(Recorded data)
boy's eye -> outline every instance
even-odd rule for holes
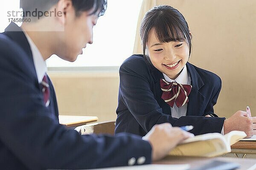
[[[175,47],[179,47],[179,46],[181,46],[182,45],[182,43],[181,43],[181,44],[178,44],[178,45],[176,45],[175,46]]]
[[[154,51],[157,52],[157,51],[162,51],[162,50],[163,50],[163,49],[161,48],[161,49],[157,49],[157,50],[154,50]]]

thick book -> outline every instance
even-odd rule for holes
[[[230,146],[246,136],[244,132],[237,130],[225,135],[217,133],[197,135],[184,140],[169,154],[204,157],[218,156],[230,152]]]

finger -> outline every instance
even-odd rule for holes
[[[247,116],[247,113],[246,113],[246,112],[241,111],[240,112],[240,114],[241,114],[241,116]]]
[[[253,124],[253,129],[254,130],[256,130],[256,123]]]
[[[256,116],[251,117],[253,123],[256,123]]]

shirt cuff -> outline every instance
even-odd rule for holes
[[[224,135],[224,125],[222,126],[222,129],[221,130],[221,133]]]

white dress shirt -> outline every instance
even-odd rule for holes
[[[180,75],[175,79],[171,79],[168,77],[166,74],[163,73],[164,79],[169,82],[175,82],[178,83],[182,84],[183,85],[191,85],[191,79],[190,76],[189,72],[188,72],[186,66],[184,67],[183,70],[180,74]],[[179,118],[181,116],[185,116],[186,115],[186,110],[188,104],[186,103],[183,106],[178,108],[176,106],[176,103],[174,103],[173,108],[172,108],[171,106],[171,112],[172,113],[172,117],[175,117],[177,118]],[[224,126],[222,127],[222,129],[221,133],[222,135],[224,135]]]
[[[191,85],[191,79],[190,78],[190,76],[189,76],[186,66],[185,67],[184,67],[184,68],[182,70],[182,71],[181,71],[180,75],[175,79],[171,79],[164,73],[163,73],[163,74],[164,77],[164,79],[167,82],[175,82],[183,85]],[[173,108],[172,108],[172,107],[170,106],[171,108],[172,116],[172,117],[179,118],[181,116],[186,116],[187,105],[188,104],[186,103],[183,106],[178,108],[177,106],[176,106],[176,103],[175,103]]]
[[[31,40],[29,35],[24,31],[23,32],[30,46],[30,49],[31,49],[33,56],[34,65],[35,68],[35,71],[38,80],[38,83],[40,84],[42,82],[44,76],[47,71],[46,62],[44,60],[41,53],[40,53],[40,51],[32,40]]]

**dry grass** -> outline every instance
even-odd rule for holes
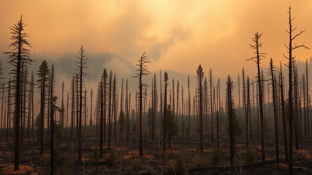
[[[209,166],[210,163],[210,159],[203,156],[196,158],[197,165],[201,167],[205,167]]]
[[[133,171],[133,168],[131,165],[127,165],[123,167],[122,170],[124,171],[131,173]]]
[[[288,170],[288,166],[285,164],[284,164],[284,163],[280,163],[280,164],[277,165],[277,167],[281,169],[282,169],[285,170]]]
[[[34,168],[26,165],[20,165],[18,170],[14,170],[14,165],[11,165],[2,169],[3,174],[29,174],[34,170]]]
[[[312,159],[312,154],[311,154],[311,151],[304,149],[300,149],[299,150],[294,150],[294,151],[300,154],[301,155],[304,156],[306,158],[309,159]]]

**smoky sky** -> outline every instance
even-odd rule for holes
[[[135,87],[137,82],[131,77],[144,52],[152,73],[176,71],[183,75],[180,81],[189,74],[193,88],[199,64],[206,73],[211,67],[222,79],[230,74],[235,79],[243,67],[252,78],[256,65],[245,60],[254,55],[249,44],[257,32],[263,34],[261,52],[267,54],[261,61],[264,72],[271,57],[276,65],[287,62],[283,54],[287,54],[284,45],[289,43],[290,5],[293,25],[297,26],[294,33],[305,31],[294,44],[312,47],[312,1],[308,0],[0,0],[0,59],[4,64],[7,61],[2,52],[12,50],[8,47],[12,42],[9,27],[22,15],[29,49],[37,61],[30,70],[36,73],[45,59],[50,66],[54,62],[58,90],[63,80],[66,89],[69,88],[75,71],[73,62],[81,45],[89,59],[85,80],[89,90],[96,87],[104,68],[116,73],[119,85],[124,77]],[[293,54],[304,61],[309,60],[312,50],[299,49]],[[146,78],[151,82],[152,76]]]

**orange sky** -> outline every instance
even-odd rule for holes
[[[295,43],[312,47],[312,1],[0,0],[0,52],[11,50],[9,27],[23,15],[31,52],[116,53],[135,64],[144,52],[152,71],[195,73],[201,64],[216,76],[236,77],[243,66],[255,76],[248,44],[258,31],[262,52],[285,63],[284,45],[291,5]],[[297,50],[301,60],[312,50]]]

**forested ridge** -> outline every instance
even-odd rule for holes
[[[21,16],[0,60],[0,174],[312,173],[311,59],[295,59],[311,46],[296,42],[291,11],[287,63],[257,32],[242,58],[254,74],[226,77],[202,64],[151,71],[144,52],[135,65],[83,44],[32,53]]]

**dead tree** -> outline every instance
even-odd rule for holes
==
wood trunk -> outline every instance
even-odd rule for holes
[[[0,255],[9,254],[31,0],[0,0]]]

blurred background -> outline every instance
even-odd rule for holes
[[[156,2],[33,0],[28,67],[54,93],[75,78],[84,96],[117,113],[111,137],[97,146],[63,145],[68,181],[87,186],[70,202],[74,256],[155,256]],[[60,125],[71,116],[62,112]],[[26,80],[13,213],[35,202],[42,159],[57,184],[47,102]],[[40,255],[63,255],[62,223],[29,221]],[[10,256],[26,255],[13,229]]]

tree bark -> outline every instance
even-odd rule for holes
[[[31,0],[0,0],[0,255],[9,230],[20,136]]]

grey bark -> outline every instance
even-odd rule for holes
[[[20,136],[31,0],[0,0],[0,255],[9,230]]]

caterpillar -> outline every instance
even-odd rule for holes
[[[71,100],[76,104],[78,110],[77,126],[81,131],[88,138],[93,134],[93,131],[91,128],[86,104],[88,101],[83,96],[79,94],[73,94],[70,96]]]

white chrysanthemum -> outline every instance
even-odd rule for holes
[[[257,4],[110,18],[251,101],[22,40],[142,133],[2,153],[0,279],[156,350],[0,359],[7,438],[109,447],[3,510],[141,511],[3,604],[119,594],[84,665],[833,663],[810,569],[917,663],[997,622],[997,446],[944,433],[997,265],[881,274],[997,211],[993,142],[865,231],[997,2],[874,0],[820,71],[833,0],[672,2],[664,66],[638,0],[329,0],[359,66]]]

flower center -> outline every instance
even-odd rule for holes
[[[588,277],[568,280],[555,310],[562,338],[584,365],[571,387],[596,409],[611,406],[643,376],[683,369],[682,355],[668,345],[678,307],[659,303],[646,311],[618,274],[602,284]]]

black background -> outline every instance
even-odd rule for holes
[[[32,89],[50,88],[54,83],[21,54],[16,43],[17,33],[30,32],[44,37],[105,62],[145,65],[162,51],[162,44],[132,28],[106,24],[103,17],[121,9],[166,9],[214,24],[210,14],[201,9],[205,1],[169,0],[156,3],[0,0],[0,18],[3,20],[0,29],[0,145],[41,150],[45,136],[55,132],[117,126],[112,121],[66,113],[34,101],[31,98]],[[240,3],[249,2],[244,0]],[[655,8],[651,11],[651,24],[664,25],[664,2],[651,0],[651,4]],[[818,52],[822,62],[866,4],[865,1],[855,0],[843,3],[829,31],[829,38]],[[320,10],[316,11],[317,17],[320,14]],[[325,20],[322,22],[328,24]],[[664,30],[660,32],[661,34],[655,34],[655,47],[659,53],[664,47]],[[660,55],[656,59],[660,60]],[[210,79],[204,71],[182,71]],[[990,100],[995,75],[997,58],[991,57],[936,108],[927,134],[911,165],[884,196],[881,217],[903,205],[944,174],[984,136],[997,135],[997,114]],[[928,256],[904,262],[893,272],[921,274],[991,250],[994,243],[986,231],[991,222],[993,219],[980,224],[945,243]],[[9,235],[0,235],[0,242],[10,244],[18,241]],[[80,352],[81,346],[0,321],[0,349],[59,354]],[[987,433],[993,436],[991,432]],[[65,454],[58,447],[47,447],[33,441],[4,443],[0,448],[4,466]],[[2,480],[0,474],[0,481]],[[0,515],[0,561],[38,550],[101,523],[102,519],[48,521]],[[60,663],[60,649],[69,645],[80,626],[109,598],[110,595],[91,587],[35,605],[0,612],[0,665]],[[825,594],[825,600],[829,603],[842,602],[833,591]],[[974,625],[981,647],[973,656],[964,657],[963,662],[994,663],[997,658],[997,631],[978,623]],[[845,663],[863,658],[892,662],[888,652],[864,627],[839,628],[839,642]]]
==
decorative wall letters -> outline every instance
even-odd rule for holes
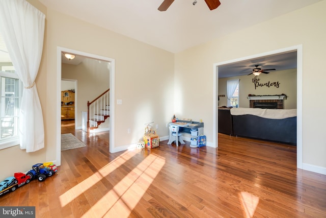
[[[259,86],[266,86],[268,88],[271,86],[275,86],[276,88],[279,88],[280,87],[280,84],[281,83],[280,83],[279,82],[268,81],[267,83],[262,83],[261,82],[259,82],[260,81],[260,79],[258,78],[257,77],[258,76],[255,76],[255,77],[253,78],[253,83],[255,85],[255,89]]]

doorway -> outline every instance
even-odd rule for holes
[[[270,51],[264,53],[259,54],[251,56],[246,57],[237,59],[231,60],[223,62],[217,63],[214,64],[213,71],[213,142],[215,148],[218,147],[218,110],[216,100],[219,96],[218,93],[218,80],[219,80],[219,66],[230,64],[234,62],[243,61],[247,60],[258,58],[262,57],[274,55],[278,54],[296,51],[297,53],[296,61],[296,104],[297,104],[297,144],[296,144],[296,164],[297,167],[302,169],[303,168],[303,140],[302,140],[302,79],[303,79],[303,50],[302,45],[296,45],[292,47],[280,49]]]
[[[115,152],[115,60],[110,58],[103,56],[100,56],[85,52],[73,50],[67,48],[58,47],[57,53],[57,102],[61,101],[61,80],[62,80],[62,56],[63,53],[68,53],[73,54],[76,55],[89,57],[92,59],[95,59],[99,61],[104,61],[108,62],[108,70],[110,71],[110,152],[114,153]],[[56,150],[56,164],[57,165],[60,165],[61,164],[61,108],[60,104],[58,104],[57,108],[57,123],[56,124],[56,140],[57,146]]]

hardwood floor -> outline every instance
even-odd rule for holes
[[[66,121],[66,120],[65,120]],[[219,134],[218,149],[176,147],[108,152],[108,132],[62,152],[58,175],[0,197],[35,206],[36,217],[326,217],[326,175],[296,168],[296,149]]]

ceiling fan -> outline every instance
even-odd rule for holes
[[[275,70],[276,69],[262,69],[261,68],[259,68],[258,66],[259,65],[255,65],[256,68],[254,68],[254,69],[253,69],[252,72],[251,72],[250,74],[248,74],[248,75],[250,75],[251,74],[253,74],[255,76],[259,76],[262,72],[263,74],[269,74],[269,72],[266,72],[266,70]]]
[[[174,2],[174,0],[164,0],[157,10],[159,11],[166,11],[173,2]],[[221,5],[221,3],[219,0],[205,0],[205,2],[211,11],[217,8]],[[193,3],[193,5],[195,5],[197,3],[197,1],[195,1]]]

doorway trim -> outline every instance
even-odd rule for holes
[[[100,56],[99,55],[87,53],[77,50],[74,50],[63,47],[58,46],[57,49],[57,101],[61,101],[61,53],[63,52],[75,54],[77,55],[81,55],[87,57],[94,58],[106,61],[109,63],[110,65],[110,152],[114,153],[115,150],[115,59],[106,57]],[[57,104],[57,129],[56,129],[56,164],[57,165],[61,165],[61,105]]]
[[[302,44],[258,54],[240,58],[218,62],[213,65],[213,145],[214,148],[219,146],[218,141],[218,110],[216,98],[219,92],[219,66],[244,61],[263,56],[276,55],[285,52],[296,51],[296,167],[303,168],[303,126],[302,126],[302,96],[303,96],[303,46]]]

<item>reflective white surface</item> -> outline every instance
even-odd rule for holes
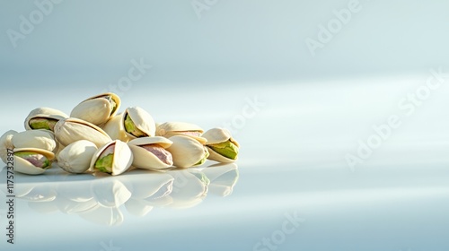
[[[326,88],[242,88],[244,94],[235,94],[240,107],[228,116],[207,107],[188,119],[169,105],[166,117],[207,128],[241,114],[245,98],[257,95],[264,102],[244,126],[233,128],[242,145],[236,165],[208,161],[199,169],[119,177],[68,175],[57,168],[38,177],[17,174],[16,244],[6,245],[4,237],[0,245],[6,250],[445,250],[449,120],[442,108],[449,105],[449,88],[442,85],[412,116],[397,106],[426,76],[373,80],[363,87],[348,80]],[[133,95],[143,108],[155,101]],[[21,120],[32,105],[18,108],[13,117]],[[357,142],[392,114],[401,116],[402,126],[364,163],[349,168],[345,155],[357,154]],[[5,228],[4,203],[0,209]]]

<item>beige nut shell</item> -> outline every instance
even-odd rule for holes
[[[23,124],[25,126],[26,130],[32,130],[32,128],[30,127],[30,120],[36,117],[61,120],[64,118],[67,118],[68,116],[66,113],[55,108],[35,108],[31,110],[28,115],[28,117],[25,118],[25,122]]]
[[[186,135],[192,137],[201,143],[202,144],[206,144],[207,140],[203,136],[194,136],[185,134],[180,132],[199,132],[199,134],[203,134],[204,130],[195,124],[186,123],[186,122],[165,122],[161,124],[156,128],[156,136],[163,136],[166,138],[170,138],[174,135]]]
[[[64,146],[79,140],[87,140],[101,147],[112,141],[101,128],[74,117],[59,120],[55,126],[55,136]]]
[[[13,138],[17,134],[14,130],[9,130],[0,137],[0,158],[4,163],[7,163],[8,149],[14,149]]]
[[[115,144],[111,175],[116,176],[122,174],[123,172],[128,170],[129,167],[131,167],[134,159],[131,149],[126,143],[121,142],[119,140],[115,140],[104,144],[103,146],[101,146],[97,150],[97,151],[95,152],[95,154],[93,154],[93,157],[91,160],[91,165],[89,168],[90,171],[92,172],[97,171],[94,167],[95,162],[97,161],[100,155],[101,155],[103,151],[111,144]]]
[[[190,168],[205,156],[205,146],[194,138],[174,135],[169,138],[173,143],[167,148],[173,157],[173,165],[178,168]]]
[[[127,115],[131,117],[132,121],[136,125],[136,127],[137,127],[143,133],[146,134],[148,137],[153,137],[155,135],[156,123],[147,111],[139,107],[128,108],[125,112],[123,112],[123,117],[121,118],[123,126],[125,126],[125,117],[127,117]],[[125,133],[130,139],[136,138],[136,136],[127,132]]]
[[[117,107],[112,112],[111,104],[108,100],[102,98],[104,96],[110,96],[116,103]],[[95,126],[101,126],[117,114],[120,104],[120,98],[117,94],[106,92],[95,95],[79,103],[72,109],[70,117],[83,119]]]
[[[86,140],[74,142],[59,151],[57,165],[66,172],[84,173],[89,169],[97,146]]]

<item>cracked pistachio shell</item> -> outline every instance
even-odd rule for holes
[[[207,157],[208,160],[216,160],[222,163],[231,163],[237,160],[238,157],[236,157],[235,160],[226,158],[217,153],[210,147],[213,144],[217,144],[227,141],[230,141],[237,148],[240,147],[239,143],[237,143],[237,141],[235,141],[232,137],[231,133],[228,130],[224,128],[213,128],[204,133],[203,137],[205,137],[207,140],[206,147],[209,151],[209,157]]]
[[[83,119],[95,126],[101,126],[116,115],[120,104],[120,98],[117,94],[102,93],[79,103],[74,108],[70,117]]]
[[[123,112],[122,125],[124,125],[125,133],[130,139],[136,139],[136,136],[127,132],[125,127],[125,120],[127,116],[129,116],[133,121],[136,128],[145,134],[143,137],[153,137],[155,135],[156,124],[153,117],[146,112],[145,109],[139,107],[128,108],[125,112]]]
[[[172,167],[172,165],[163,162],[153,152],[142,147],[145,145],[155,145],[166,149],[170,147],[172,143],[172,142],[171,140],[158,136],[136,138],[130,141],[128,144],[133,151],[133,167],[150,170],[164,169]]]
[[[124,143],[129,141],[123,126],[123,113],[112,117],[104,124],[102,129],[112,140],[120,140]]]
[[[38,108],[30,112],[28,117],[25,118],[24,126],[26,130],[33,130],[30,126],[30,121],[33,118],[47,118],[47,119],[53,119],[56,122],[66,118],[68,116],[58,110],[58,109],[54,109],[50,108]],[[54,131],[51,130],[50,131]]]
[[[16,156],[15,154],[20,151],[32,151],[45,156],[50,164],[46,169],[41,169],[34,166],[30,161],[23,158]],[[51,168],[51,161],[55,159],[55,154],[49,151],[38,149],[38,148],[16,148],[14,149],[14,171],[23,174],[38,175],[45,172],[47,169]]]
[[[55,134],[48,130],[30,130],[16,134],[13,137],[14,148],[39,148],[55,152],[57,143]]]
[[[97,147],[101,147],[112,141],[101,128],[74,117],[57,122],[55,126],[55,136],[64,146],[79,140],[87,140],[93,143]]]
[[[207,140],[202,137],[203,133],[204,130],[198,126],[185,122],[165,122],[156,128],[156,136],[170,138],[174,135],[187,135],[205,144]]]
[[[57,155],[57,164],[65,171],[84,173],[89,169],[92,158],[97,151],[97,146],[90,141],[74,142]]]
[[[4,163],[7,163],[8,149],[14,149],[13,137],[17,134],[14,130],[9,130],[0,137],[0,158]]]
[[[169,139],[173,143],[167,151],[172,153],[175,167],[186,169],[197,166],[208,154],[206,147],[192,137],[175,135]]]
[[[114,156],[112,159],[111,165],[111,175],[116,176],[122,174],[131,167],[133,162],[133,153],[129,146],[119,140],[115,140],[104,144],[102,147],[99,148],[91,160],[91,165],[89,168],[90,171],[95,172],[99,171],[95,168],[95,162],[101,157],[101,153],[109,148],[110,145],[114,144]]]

● **TASK REQUIREMENTS**:
Copy out the stretch of the records from the line containing "boy's eye -> outline every instance" through the line containing "[[[256,116],[251,117],[253,123],[256,123]]]", keeping each line unchanged. Leave the pictures out of your answer.

● **SOLUTION TO THIS TASK**:
boy's eye -> outline every instance
even-odd rule for holes
[[[175,47],[179,47],[179,46],[181,46],[182,45],[182,43],[181,43],[181,44],[178,44],[178,45],[176,45],[175,46]]]
[[[154,51],[157,52],[157,51],[162,51],[162,50],[163,50],[163,49],[161,48],[161,49],[157,49],[157,50],[154,50]]]

thick book -> outline every instance
even-odd rule for holes
[[[230,146],[246,136],[244,132],[237,130],[225,135],[217,133],[197,135],[184,140],[169,154],[204,157],[218,156],[230,152]]]

finger -> outline every instance
even-odd rule for holes
[[[247,116],[247,113],[246,113],[246,112],[241,111],[240,112],[240,114],[241,114],[241,116]]]
[[[253,124],[253,129],[254,130],[256,130],[256,123]]]
[[[256,116],[251,117],[253,123],[256,123]]]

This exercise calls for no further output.